Annotation record excerpts
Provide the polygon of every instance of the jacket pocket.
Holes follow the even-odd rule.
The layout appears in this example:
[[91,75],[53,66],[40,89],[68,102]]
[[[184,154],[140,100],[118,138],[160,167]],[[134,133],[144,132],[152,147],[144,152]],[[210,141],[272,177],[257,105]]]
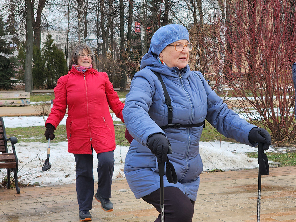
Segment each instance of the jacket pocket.
[[72,135],[72,127],[73,125],[73,121],[71,121],[71,122],[70,123],[70,125],[69,126],[69,128],[70,128],[70,132],[69,133],[69,138],[68,138],[68,140],[69,140],[70,138],[71,138],[71,135]]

§ **Aim of the exercise**: Gather every line above that contains the string "instance".

§ **Exercise result**:
Provide the polygon of every instance of the jacket pocket.
Segment each instance of the jacket pocket.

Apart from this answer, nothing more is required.